[Begin]

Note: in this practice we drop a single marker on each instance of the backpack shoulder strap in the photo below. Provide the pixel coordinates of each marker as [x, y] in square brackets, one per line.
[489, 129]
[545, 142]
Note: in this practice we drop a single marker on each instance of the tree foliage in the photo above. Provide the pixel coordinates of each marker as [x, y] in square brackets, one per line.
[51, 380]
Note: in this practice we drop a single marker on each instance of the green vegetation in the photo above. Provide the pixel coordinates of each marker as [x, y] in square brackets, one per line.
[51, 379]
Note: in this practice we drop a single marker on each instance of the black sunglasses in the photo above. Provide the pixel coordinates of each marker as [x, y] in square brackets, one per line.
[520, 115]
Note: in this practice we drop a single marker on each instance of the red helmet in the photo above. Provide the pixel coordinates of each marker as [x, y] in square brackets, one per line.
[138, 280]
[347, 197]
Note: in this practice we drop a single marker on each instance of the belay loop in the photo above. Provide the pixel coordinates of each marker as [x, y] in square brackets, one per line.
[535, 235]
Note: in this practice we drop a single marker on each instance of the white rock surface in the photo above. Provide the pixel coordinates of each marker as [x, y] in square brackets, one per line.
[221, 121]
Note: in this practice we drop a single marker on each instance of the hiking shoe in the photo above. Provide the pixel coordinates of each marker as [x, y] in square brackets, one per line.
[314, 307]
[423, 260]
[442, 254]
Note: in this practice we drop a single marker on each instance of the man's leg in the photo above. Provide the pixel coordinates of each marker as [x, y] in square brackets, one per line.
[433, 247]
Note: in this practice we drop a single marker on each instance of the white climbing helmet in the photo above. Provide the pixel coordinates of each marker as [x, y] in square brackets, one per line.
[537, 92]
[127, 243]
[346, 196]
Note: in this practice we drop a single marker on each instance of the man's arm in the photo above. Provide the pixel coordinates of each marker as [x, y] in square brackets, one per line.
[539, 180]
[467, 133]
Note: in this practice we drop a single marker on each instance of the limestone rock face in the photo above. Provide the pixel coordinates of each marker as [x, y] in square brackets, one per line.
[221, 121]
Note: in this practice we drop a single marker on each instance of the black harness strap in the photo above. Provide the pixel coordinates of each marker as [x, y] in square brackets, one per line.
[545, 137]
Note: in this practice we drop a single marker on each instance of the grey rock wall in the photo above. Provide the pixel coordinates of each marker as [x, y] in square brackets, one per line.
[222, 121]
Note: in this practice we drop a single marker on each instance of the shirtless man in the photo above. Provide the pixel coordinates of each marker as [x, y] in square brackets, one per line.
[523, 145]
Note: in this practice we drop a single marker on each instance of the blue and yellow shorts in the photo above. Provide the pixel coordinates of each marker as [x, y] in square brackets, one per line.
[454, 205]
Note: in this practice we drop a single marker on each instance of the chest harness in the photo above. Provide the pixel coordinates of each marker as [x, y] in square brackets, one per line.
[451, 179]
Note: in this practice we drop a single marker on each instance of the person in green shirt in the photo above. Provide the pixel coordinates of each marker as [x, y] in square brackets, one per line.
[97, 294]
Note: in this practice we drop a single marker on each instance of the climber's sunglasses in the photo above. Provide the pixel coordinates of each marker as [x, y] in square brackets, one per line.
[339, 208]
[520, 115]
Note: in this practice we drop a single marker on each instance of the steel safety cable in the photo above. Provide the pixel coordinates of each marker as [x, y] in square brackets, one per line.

[End]

- _What to do_
Repeat the line containing "the black harness" and all subsequent lines through the final line of the data, exactly and with no others.

- _The output_
Note: in this practice we drop a single marker on each instance of the black harness strap in the photo above. Provide the pixel coordinates of each marker as [x, y] in square brackets, one per line.
[545, 137]
Note: in this practice we drop a single marker on each instance of the grey rock wall in the photo above. Provide the pixel coordinates of each marker as [x, y] in square brackets, one per line.
[222, 121]
Note: in this practice we drop a single marker on each instance of the shirtless man in the photo above. Provide the pixel coordinates of each marker as [x, y] in square brackets, one per line.
[523, 145]
Note: in this practice we drop a single marker on each instance of the blue and yellow shorts in the photo above. Provide the pixel coordinates of each marker as [x, y] in square brackets, one per line.
[454, 205]
Note: in this practice we drop a single marker on each instance of the chest harness in the photo above. Provide the pixel coordinates of each marker as [x, y] in square brackets, one per line.
[451, 179]
Note: in this practice we drop a single marker on each instance of the person in green shirt in the photo above. Provide the pixel coordinates of each marker as [x, y] in square brackets, one per line.
[97, 294]
Note: in this practice we drop a single marker on each instance of the climber's sunglasses in the photo above. Provide the pixel coordinates of each marker as [x, y] in square brackets, one per line.
[339, 208]
[520, 115]
Note: in this practice we drop a single marker on each instance of the steel safety cable in the photo above. Provide the pixel coordinates of each marker as [x, y] in square brackets, one per line.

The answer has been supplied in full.